Document extract
----------------------------------------
I-131 MIBG is a drug that is used to treat neuroblastoma. It is a clear liquid, made of two materials: metaiodobenzylguanidine, or MIBG, and I-131, a radioactive material. The MIBG carries the radioactive I-131 specifically to your child’s tumors, where it targets the cancer cells over many weeks.
Your child will receive MIBG slowly using an infusion pump like the one shown above. The pump sends the I-131 MIBG into the bloodstream through an IV or central line. The process takes about two hours, and is not painful. Your child’s blood pressure and heart rate will be checked every 15 minutes during the infusion. Occasionally, a patient’s blood pressure goes up a bit, requiring medicine for a few days.
Once the radioactive material enters the bloodstream, it travels to the cancer cells in your child’s body. A significant amount of the radioactive material is filtered into the kidneys, and passed out of the body through your child’s urine over several days. Your child may have a bladder catheter, if he or she is too young to urinate every two hours in the toilet. Some of the radioactive material will leave your child’s body through sweat, saliva and feces.
The radiation leaving your child’s body in the days following treatment is what makes MIBG so different from other cancer treatments. Because MIBG is radioactive, it’s handled very carefully. We take many precautions to ensure your safety, and the safety of other patients and staff, while your child is treated. To limit radiation exposure to others, you will be the primary caregiver for your child, who will stay in a special room at the hospital until the radiation has gone down to a safe level. This usually takes 2 to 5 days.
----------------------------------------
Stored data:
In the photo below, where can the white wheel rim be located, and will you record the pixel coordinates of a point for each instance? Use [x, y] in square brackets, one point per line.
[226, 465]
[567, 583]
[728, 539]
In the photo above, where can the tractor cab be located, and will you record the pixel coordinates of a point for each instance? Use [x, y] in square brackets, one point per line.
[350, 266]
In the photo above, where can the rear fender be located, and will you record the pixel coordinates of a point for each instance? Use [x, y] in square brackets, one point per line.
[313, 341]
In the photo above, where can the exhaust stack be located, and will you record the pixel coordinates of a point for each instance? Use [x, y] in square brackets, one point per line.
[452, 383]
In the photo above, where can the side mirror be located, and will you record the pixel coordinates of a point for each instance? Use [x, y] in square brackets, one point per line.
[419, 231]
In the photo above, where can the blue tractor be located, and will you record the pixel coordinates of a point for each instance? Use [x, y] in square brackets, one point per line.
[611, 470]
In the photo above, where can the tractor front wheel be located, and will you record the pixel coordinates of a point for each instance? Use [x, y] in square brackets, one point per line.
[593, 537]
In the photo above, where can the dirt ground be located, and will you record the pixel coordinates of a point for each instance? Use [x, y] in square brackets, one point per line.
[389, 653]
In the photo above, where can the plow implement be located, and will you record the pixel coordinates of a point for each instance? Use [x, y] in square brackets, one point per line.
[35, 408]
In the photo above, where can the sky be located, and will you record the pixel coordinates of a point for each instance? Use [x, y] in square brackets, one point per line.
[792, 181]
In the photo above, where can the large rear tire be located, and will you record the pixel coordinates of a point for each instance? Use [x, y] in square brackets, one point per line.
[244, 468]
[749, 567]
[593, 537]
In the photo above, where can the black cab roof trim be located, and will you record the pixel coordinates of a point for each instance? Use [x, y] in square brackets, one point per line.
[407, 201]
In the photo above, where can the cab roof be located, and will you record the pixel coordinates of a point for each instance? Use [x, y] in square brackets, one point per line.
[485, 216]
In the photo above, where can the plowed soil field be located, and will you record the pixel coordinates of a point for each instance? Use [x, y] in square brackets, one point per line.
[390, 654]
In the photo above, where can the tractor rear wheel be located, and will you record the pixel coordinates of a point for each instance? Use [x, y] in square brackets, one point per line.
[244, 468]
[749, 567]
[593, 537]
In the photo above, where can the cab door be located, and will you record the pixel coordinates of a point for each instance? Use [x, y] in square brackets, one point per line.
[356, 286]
----------------------------------------
Exercises to complete
• a. Reproduce the MIBG treatment text starting at the words "Your child will" and ending after "saliva and feces.", switching "bloodstream" to "circulation" throughout.
• b. According to the MIBG treatment text, about how long does the infusion of I-131 MIBG take?
The stored data has no connection to the MIBG treatment text.

Answers for the exercise
• a.
Your child will receive MIBG slowly using an infusion pump like the one shown above. The pump sends the I-131 MIBG into the circulation through an IV or central line. The process takes about two hours, and is not painful. Your child’s blood pressure and heart rate will be checked every 15 minutes during the infusion. Occasionally, a patient’s blood pressure goes up a bit, requiring medicine for a few days.
Once the radioactive material enters the circulation, it travels to the cancer cells in your child’s body. A significant amount of the radioactive material is filtered into the kidneys, and passed out of the body through your child’s urine over several days. Your child may have a bladder catheter, if he or she is too young to urinate every two hours in the toilet. Some of the radioactive material will leave your child’s body through sweat, saliva and feces.

• b. About two hours.